(GIVEN RECORDS)
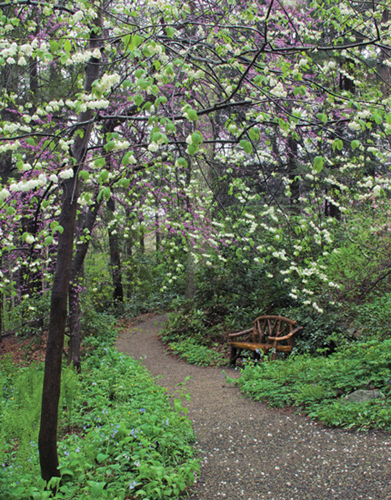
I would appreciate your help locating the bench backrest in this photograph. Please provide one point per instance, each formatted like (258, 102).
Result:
(271, 326)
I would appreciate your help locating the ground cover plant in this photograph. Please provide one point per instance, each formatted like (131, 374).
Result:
(248, 144)
(318, 385)
(119, 436)
(196, 354)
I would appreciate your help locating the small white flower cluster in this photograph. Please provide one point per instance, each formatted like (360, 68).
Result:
(66, 174)
(118, 145)
(106, 82)
(8, 146)
(78, 16)
(4, 193)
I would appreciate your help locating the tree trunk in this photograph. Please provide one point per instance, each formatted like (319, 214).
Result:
(47, 441)
(58, 314)
(115, 258)
(75, 321)
(88, 222)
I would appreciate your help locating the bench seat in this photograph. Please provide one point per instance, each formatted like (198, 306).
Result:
(269, 333)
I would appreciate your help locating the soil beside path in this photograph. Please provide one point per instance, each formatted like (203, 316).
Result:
(251, 452)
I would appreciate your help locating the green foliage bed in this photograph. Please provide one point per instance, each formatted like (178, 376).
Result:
(318, 385)
(119, 437)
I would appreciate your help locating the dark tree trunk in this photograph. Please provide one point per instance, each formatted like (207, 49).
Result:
(115, 258)
(58, 315)
(128, 253)
(292, 156)
(75, 321)
(47, 441)
(88, 222)
(142, 242)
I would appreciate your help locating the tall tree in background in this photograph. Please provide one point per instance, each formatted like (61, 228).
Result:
(256, 73)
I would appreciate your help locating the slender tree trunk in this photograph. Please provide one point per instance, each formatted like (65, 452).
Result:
(75, 321)
(141, 238)
(77, 276)
(115, 258)
(58, 315)
(128, 253)
(47, 441)
(292, 155)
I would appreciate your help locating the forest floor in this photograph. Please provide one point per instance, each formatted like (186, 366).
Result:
(248, 451)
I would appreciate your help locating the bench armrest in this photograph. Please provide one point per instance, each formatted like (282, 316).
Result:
(286, 336)
(234, 335)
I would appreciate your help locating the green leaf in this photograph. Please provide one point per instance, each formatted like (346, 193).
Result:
(181, 162)
(65, 470)
(246, 145)
(322, 117)
(30, 141)
(254, 134)
(67, 46)
(125, 159)
(109, 146)
(96, 488)
(192, 149)
(196, 138)
(136, 40)
(192, 115)
(318, 164)
(170, 32)
(101, 457)
(100, 162)
(83, 174)
(103, 176)
(337, 144)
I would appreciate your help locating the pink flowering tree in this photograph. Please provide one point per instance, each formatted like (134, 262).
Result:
(195, 109)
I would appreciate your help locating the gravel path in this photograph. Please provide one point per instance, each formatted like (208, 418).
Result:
(251, 452)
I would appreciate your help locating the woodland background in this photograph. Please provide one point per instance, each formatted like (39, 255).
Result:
(217, 159)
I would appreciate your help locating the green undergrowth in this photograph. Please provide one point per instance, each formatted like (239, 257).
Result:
(120, 436)
(318, 385)
(197, 354)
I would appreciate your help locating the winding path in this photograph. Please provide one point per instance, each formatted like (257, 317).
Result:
(251, 452)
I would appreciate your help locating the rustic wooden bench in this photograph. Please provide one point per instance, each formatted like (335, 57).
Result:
(274, 333)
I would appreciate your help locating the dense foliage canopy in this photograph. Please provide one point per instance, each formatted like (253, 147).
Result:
(250, 139)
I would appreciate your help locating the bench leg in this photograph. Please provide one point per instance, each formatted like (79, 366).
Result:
(234, 357)
(235, 354)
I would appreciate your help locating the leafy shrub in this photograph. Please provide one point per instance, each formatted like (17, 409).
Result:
(130, 440)
(317, 384)
(321, 332)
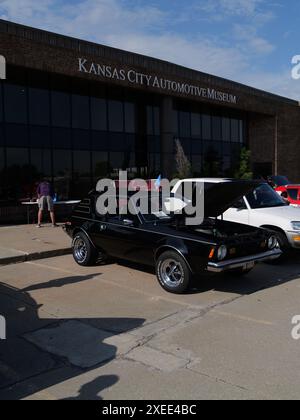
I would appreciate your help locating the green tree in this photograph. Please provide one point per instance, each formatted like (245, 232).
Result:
(183, 165)
(244, 170)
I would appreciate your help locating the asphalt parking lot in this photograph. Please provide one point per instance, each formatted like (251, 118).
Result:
(111, 332)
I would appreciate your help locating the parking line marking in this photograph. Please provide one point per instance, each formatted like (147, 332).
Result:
(244, 318)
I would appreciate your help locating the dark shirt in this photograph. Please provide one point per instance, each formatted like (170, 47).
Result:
(45, 189)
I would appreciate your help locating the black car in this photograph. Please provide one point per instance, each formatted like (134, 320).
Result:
(177, 251)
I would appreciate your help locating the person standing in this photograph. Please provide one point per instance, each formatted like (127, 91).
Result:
(45, 195)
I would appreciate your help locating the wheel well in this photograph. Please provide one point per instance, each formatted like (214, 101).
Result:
(166, 248)
(79, 230)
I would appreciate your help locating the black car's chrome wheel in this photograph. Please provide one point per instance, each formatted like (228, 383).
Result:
(80, 250)
(83, 251)
(172, 272)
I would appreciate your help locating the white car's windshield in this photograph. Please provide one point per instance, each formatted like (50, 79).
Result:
(264, 197)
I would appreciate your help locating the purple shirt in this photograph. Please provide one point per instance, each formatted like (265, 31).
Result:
(44, 190)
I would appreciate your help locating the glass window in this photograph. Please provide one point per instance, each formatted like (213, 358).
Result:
(196, 146)
(61, 138)
(1, 107)
(61, 109)
(38, 106)
(226, 129)
(80, 112)
(40, 137)
(184, 124)
(15, 103)
(156, 121)
(117, 142)
(41, 161)
(99, 114)
(16, 135)
(216, 128)
(150, 127)
(196, 125)
(2, 138)
(62, 169)
(100, 164)
(196, 165)
(99, 140)
(81, 163)
(241, 123)
(206, 127)
(129, 117)
(235, 130)
(117, 161)
(17, 157)
(116, 117)
(81, 140)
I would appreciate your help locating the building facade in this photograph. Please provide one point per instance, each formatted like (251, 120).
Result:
(74, 111)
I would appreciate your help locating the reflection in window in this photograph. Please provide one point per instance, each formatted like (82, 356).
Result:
(196, 165)
(61, 138)
(216, 128)
(40, 137)
(196, 125)
(184, 124)
(116, 117)
(38, 106)
(16, 135)
(81, 164)
(235, 130)
(61, 109)
(100, 164)
(81, 140)
(15, 103)
(206, 127)
(62, 170)
(225, 129)
(129, 117)
(80, 112)
(41, 161)
(1, 107)
(241, 124)
(99, 114)
(99, 140)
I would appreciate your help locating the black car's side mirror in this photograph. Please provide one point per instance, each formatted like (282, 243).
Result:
(128, 222)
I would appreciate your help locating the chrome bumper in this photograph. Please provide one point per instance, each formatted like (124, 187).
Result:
(246, 262)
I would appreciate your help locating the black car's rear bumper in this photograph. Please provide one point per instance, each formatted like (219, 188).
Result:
(243, 263)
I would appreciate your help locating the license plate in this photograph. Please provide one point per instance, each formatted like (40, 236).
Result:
(248, 266)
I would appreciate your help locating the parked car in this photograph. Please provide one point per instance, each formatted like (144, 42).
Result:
(263, 208)
(163, 240)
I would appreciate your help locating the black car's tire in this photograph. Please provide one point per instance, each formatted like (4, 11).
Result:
(173, 272)
(83, 251)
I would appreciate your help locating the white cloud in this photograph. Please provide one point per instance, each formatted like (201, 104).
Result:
(146, 30)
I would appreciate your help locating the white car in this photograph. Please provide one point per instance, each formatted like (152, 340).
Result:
(262, 207)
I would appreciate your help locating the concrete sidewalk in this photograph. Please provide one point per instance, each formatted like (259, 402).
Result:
(27, 243)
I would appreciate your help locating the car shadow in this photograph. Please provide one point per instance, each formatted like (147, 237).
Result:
(27, 369)
(263, 276)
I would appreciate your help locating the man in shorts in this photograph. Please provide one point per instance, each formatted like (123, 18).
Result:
(45, 195)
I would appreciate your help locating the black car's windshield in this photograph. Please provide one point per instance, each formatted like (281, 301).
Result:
(280, 181)
(264, 197)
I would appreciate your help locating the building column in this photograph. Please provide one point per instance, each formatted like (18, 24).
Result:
(167, 137)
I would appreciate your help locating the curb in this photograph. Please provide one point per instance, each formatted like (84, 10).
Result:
(35, 256)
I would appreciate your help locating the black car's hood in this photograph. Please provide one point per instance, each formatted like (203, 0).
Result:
(219, 197)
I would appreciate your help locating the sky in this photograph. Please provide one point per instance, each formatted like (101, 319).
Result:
(248, 41)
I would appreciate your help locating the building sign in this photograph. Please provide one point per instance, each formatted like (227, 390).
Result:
(143, 79)
(2, 67)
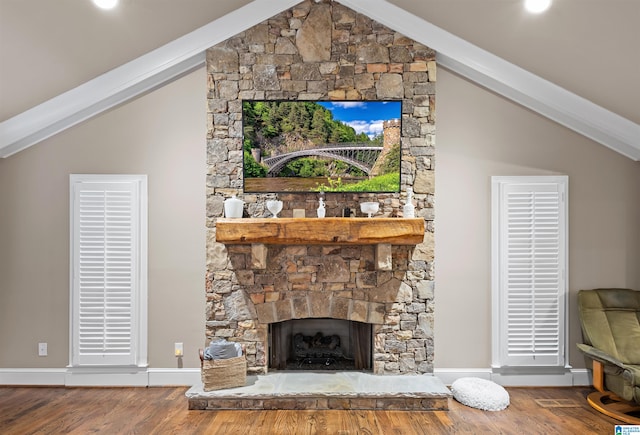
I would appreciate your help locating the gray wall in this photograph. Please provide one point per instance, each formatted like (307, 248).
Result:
(163, 135)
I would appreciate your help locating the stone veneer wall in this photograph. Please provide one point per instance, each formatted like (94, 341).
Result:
(320, 51)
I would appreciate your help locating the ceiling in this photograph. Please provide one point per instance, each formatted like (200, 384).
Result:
(588, 47)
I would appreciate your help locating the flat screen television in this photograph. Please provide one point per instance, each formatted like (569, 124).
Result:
(321, 146)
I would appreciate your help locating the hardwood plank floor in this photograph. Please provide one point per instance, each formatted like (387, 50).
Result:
(163, 410)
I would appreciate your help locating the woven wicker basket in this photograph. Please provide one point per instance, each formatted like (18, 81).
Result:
(218, 374)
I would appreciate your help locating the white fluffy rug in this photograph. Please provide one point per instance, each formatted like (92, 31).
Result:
(480, 393)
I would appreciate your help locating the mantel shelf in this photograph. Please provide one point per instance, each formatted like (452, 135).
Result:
(315, 231)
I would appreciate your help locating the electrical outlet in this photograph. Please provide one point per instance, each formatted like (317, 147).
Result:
(178, 349)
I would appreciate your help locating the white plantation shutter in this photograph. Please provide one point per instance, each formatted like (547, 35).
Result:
(529, 271)
(108, 301)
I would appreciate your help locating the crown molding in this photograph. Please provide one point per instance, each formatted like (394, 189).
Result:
(128, 81)
(509, 80)
(187, 53)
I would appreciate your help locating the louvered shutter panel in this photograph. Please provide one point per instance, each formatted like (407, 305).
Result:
(532, 260)
(106, 279)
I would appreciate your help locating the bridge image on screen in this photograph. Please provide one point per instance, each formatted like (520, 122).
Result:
(329, 146)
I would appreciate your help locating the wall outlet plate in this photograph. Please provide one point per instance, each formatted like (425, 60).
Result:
(178, 349)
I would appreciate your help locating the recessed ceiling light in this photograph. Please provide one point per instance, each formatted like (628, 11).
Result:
(105, 4)
(537, 6)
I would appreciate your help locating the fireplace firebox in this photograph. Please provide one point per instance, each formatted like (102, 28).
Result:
(320, 344)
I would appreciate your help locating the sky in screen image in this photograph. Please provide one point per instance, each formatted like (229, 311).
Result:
(364, 116)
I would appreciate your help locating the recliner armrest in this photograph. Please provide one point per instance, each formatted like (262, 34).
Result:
(599, 355)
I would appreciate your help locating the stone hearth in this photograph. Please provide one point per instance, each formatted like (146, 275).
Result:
(346, 390)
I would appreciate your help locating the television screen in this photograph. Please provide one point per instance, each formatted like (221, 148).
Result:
(321, 146)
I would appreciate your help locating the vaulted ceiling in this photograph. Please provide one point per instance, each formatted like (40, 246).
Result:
(586, 47)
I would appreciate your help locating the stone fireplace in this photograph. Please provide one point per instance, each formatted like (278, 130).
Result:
(322, 50)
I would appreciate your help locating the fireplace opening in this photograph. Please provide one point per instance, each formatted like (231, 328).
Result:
(320, 344)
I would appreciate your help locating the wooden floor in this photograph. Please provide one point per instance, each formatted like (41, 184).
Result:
(36, 410)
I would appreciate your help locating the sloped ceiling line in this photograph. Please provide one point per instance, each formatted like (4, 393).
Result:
(187, 53)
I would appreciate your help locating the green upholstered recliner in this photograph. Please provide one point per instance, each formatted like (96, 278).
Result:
(610, 320)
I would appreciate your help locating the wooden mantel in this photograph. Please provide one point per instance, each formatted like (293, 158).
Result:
(327, 231)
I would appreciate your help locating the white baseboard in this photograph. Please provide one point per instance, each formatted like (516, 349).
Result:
(174, 377)
(100, 377)
(40, 377)
(157, 377)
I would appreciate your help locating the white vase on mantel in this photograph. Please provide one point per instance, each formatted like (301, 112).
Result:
(321, 210)
(409, 211)
(233, 207)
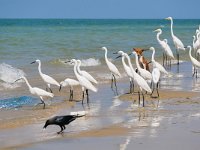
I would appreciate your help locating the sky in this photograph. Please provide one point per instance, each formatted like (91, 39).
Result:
(98, 9)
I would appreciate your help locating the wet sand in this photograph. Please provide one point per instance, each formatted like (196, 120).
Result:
(112, 122)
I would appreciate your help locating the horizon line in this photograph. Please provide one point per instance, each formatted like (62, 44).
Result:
(105, 18)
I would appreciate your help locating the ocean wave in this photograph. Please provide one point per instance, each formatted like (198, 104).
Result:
(8, 75)
(85, 62)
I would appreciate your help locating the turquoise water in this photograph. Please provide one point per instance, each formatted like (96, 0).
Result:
(23, 40)
(16, 102)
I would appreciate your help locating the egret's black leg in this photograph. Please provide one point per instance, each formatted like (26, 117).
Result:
(51, 90)
(115, 81)
(87, 95)
(163, 59)
(152, 91)
(196, 73)
(143, 99)
(193, 71)
(72, 94)
(133, 86)
(157, 89)
(130, 86)
(83, 97)
(138, 98)
(177, 58)
(112, 82)
(60, 130)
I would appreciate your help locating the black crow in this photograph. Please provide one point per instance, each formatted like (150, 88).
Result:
(61, 121)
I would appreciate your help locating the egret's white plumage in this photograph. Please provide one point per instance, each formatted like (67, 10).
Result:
(155, 63)
(143, 72)
(37, 91)
(155, 78)
(155, 75)
(195, 63)
(85, 83)
(177, 42)
(164, 45)
(46, 78)
(127, 70)
(85, 74)
(113, 69)
(71, 83)
(138, 80)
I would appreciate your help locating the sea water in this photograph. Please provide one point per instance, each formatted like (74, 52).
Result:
(54, 41)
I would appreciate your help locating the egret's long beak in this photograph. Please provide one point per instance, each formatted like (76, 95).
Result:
(118, 56)
(33, 62)
(60, 87)
(18, 79)
(130, 54)
(68, 61)
(146, 49)
(155, 30)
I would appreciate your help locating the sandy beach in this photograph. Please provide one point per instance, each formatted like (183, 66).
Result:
(112, 121)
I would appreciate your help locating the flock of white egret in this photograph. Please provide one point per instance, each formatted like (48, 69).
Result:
(142, 78)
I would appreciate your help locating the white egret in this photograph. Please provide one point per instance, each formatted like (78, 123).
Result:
(85, 74)
(113, 69)
(46, 78)
(196, 42)
(195, 62)
(155, 78)
(177, 42)
(85, 83)
(164, 45)
(143, 72)
(142, 61)
(127, 70)
(155, 63)
(37, 91)
(71, 83)
(138, 80)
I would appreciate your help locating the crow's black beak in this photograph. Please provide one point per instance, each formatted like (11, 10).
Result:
(118, 57)
(129, 54)
(146, 49)
(33, 62)
(68, 61)
(60, 88)
(17, 79)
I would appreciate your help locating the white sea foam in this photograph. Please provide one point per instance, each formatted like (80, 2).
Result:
(84, 62)
(9, 75)
(90, 62)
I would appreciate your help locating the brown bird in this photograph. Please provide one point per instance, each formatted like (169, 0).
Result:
(143, 62)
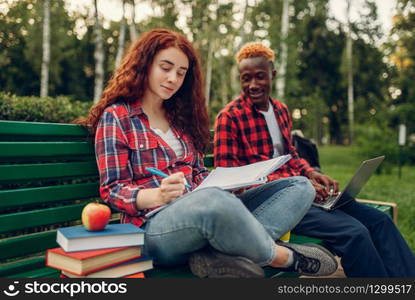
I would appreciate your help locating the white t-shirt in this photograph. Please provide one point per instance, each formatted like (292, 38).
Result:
(274, 130)
(171, 140)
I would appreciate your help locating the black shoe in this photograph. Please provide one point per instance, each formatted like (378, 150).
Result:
(209, 263)
(310, 259)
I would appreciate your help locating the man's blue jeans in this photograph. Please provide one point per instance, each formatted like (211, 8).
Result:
(246, 225)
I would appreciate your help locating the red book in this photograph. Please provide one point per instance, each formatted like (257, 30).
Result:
(85, 262)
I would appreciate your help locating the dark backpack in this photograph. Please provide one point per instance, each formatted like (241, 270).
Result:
(308, 150)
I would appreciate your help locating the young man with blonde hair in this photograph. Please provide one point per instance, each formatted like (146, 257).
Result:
(256, 127)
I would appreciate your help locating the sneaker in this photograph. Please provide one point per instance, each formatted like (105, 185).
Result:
(210, 263)
(310, 259)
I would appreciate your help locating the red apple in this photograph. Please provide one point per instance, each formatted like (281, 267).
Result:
(95, 216)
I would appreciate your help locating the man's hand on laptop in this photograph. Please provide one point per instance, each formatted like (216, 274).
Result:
(324, 185)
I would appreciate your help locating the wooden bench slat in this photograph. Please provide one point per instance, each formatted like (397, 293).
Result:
(9, 150)
(11, 173)
(33, 218)
(49, 194)
(13, 128)
(27, 244)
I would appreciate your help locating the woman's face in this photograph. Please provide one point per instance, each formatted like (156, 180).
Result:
(167, 73)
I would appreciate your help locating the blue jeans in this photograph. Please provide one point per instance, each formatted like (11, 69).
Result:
(246, 226)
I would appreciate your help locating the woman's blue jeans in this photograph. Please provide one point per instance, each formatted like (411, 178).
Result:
(246, 225)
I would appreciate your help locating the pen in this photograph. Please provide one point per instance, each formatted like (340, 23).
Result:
(156, 171)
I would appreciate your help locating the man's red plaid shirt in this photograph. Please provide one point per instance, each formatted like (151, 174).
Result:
(124, 146)
(242, 137)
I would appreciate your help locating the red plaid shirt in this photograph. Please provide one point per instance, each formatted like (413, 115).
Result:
(242, 137)
(124, 146)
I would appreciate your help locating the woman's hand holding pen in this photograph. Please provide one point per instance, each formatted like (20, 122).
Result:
(172, 187)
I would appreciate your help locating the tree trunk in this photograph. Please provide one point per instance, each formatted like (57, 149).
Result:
(133, 30)
(235, 86)
(99, 57)
(44, 81)
(282, 68)
(121, 38)
(350, 99)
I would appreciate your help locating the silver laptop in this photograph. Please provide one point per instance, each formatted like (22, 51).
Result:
(354, 186)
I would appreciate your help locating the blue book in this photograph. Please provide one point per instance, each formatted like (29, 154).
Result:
(77, 238)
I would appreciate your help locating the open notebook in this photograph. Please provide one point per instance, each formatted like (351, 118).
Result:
(238, 177)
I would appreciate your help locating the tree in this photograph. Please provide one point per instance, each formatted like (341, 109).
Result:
(99, 57)
(280, 82)
(46, 50)
(133, 30)
(350, 96)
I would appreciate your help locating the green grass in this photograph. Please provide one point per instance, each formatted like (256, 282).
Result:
(340, 163)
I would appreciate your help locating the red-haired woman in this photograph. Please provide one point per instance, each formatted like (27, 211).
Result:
(153, 114)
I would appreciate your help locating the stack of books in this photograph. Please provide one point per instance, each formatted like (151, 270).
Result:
(109, 253)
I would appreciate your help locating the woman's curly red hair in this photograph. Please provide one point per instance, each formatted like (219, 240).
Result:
(186, 110)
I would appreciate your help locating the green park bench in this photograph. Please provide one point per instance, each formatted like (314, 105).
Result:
(48, 173)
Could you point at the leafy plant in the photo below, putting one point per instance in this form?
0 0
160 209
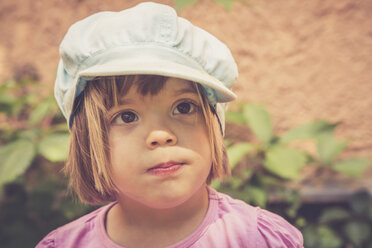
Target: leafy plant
31 129
263 166
351 225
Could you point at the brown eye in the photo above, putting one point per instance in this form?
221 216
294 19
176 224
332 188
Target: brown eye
125 117
128 117
184 108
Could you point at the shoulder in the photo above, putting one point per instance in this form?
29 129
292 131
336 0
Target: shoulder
264 229
276 231
76 233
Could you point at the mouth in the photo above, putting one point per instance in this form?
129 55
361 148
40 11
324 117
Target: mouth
164 169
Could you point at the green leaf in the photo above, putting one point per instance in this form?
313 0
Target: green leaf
181 4
256 195
259 121
361 203
352 167
40 112
235 117
236 152
334 214
357 232
284 161
329 148
55 147
15 158
321 237
227 4
311 130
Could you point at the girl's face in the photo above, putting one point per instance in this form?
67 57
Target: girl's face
159 147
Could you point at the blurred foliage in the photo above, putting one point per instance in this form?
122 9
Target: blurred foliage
34 144
263 168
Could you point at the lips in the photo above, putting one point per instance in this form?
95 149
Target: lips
164 169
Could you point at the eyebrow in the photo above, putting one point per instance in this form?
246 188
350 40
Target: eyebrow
186 90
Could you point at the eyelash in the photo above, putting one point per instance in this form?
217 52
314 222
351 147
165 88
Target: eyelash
118 118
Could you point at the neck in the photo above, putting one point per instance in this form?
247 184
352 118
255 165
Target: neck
132 222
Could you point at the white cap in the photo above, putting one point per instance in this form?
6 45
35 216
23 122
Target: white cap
147 39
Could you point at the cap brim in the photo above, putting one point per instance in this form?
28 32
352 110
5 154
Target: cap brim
162 68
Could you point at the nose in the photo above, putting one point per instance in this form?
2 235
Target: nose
158 138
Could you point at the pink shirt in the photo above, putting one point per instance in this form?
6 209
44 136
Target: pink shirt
228 223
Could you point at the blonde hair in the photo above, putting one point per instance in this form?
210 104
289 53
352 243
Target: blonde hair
88 163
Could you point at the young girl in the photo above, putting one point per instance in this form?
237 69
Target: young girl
143 92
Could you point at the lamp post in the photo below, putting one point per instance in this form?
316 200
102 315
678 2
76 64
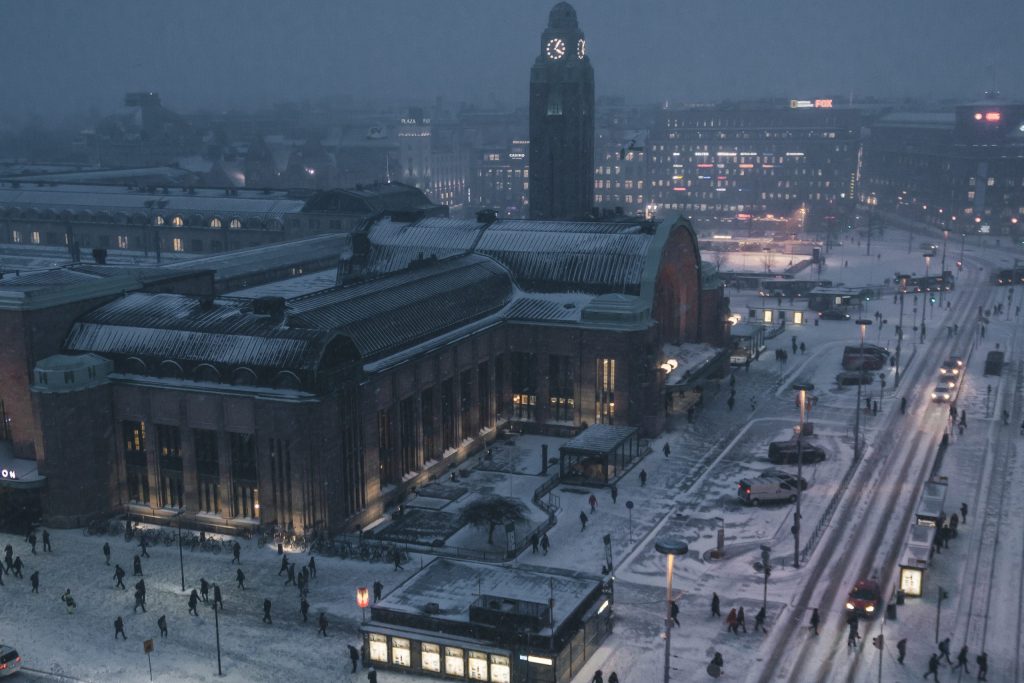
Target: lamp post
856 416
803 389
669 548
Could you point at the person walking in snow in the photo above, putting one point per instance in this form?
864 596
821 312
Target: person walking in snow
119 629
322 624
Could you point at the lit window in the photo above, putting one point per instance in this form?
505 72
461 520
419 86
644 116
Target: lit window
399 652
378 647
455 665
430 657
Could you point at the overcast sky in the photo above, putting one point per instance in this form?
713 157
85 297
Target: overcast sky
65 57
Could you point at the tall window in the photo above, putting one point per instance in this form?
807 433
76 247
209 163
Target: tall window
135 461
605 390
522 370
561 394
245 474
171 481
208 470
(End GIVEN RECORDS)
— ASSIGNMENT —
Stop after the line containing "I would appreciate your help locating the small": copy the records exactly from the first line up to there, leaving pictures out.

— RESPONSE TO THIS EXERCISE —
I would appreciate your help locating the bench backrest in this photograph. Please provide one point per instance, each formatted like (258, 102).
Result:
(271, 326)
I would appreciate your help locating the ground cover plant in this photograph. Please provide one point per instance, each formatted like (131, 374).
Result:
(248, 144)
(318, 385)
(119, 436)
(196, 354)
I would appreciate your help locating the small white flower cluster in this photograph. Please provide one point per instance, each formatted like (360, 68).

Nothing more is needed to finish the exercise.